** GOAL **
Print the material from its very first line through the line that contains "111), (0, 135)]", including both of those lines, reproducing each character without change.

Data taken from a collection
◇ ◇ ◇

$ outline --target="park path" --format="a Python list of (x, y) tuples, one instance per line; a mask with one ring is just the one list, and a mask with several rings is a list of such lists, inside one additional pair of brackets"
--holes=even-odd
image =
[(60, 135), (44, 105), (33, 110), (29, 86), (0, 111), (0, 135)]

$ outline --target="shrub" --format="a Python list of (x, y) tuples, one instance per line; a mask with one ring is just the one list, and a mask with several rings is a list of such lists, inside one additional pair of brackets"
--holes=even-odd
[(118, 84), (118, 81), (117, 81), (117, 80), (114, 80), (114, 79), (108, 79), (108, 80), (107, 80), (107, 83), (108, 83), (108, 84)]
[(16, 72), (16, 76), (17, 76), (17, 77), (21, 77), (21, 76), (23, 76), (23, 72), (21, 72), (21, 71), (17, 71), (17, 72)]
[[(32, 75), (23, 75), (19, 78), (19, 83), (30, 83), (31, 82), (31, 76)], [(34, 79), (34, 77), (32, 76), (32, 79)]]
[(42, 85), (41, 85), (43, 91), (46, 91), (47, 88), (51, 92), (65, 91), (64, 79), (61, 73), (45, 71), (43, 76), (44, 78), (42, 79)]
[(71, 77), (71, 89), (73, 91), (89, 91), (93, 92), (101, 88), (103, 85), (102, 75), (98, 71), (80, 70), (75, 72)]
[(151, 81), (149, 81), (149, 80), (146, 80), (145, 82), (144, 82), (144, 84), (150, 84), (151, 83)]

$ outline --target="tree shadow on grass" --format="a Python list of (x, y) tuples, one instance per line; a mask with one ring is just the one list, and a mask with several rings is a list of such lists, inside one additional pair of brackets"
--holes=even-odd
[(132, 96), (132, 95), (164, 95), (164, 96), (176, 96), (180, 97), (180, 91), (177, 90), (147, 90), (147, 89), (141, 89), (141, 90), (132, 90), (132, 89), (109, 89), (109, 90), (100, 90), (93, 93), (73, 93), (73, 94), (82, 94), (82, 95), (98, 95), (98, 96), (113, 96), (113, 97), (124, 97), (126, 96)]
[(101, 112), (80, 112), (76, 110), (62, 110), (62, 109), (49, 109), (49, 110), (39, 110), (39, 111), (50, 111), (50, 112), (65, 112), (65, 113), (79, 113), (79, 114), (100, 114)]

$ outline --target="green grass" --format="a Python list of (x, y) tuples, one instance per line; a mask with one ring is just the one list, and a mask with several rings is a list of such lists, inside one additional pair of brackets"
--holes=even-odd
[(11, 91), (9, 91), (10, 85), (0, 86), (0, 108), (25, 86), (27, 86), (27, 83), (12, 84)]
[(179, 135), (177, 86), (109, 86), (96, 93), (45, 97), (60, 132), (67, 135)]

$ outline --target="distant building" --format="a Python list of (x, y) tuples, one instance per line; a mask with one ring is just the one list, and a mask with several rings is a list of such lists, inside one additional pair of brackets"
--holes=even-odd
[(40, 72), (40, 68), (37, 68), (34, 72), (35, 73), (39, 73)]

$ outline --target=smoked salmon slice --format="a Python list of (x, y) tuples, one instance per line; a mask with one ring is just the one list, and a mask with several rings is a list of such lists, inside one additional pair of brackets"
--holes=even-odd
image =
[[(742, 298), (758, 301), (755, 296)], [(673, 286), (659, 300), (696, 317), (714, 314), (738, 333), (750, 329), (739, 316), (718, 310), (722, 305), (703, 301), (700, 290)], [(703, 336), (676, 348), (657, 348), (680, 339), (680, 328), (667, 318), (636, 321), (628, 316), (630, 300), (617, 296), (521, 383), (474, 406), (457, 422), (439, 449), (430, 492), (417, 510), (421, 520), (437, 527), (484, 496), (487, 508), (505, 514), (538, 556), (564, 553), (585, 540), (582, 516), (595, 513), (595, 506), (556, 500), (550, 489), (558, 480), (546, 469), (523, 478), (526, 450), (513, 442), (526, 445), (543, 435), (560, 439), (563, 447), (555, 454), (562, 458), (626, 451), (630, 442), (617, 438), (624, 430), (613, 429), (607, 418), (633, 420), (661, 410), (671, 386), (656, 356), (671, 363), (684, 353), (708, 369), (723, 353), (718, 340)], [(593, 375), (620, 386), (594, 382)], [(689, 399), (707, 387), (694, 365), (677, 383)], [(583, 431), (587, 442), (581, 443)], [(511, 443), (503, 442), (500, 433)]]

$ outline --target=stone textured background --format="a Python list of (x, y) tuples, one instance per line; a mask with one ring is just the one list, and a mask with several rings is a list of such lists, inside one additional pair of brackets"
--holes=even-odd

◇ ◇ ◇

** WRITTEN RESPONSE **
$ outline --target="park path" --format="a Python list of (x, y) tuples, one instance per line; a mask with one ring is just the one list, and a mask with several rings is a list of such lists, inside one additional pair of brackets"
--holes=even-odd
image =
[(60, 135), (44, 105), (33, 110), (29, 86), (0, 111), (0, 135)]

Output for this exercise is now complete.